SUPPLIED MATERIAL -
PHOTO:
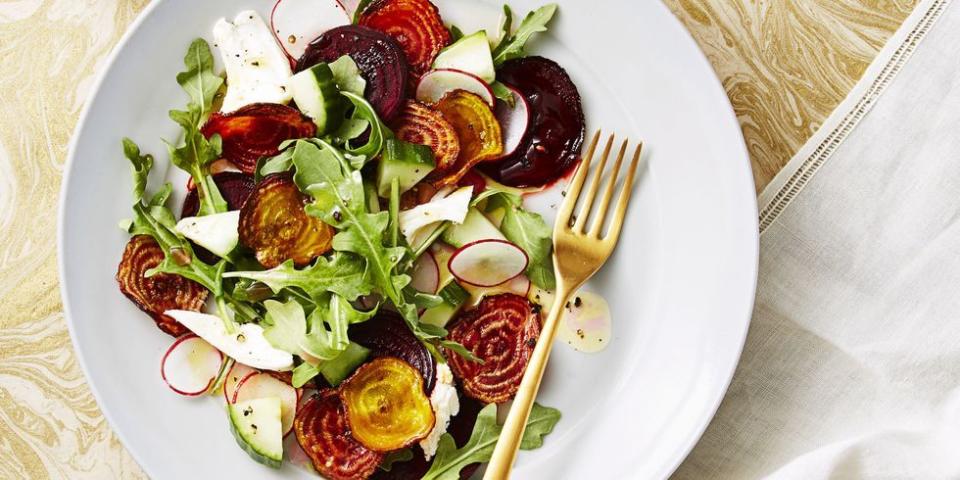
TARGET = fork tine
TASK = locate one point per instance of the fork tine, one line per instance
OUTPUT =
(616, 223)
(608, 193)
(573, 190)
(582, 217)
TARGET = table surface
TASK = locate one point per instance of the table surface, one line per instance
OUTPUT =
(784, 64)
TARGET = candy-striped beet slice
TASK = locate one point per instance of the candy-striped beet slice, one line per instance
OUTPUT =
(257, 131)
(324, 434)
(415, 24)
(161, 292)
(502, 331)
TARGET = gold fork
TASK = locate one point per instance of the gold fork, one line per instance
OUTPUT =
(577, 255)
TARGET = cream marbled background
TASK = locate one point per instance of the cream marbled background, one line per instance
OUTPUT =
(784, 63)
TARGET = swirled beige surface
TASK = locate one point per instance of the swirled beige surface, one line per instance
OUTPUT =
(785, 65)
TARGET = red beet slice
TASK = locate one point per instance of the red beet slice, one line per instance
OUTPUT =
(161, 292)
(415, 24)
(386, 335)
(502, 331)
(235, 187)
(552, 143)
(257, 131)
(380, 58)
(324, 434)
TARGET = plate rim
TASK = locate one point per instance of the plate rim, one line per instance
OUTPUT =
(745, 169)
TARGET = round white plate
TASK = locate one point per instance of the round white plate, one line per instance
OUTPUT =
(681, 284)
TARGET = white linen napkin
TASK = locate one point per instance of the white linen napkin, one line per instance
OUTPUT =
(852, 365)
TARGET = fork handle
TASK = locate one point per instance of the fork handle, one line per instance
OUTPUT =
(505, 451)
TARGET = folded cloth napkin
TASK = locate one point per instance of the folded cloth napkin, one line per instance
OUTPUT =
(852, 365)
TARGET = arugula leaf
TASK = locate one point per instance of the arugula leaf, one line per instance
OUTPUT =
(450, 460)
(140, 165)
(285, 325)
(342, 274)
(198, 80)
(378, 131)
(197, 152)
(512, 46)
(346, 74)
(327, 336)
(303, 373)
(530, 232)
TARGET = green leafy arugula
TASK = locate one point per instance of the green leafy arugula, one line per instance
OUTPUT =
(512, 45)
(196, 152)
(450, 460)
(530, 232)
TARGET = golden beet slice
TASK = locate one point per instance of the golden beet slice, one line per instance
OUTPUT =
(477, 130)
(502, 331)
(323, 433)
(386, 405)
(420, 124)
(161, 292)
(275, 226)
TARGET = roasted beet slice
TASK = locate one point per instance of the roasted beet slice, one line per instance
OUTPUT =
(257, 131)
(415, 24)
(161, 292)
(477, 130)
(502, 331)
(324, 434)
(422, 125)
(235, 187)
(386, 335)
(385, 404)
(554, 137)
(275, 226)
(460, 428)
(380, 58)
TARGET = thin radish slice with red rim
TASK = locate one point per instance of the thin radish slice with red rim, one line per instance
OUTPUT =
(426, 274)
(191, 365)
(296, 23)
(488, 263)
(514, 121)
(435, 84)
(237, 374)
(264, 385)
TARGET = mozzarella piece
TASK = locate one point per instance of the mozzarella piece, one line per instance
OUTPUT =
(440, 208)
(218, 233)
(445, 405)
(247, 345)
(257, 68)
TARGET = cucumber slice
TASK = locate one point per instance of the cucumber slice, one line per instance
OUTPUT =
(470, 54)
(338, 369)
(474, 227)
(317, 95)
(256, 426)
(406, 162)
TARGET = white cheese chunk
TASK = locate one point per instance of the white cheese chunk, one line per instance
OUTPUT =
(440, 208)
(445, 405)
(257, 68)
(247, 345)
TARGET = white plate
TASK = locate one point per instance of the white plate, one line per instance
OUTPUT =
(681, 285)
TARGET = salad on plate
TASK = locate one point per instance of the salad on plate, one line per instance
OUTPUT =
(353, 269)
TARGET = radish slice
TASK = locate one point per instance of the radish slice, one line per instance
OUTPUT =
(264, 385)
(191, 365)
(237, 374)
(426, 274)
(437, 83)
(296, 23)
(520, 285)
(514, 121)
(488, 263)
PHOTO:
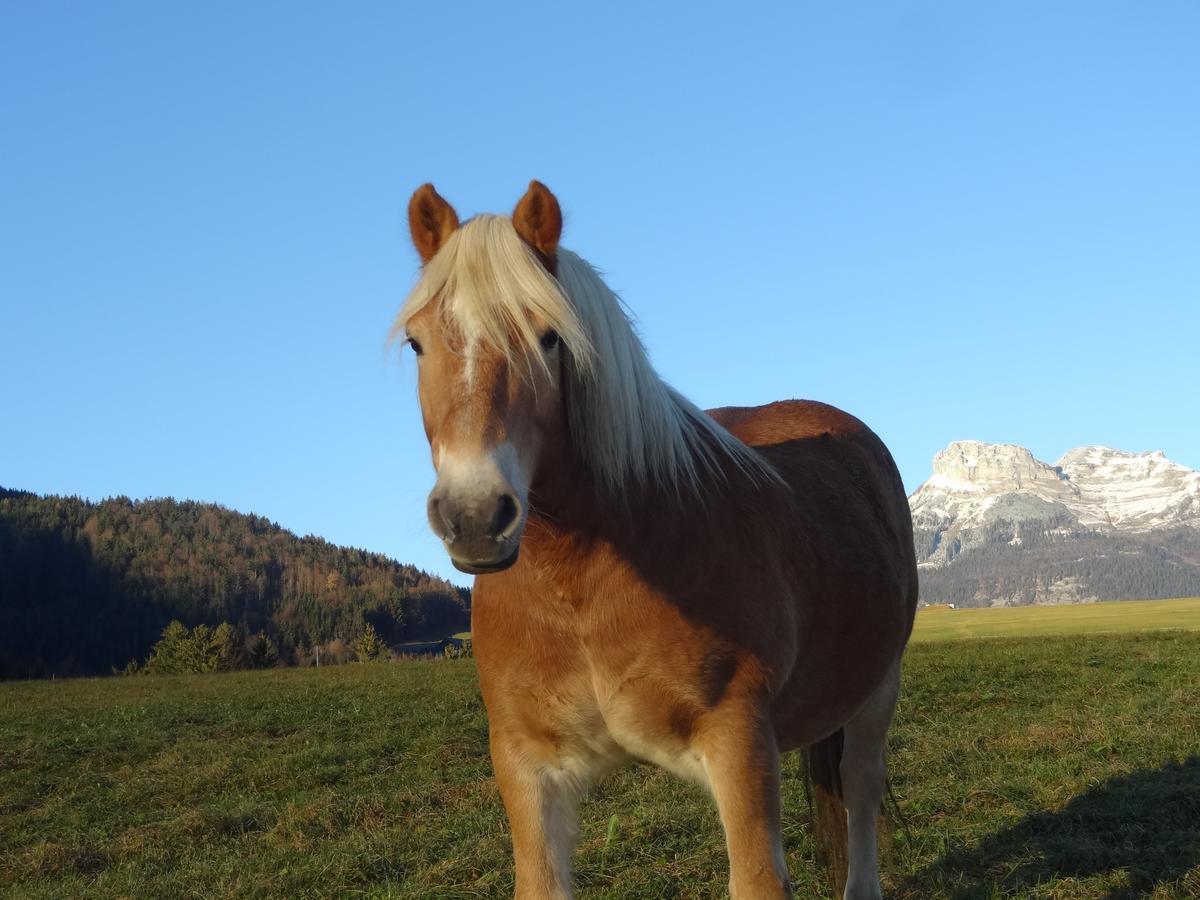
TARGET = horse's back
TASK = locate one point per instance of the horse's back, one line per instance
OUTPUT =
(849, 546)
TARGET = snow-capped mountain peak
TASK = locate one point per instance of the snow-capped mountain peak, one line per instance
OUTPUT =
(1097, 487)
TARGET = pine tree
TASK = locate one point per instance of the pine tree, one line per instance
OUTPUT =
(370, 647)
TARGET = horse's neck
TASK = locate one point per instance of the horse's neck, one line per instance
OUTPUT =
(575, 519)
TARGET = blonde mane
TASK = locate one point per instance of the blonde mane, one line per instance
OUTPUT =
(625, 421)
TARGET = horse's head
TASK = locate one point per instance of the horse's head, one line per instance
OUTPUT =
(491, 330)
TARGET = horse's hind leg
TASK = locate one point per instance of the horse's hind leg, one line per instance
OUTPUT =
(863, 785)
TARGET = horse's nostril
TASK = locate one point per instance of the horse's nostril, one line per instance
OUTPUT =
(505, 515)
(443, 523)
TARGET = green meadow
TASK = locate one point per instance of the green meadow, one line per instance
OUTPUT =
(1122, 616)
(1032, 767)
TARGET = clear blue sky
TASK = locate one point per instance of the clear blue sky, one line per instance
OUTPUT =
(955, 221)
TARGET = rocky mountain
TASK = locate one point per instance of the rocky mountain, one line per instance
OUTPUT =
(995, 526)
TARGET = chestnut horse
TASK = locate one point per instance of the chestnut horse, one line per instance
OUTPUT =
(700, 591)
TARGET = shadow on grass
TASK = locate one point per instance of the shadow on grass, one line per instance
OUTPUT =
(1141, 831)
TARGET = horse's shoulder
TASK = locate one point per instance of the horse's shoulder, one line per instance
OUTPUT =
(786, 420)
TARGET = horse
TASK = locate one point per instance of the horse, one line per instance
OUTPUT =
(701, 591)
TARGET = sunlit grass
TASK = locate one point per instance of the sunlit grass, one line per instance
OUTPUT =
(940, 623)
(1041, 767)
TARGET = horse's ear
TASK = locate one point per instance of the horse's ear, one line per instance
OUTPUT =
(539, 221)
(431, 220)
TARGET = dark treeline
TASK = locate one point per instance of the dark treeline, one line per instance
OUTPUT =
(87, 587)
(1032, 562)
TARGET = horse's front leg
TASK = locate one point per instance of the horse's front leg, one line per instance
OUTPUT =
(742, 763)
(541, 799)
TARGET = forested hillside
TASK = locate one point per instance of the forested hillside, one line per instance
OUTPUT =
(85, 587)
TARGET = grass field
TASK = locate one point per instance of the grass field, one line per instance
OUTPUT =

ABOUT THIS EXERCISE - Lines that include the word "neck" are to be extracted from the data above.

PROBLEM SOLUTION -
TARGET = horse's neck
TASK = locate one point per instance of the horse's neck, one line per instance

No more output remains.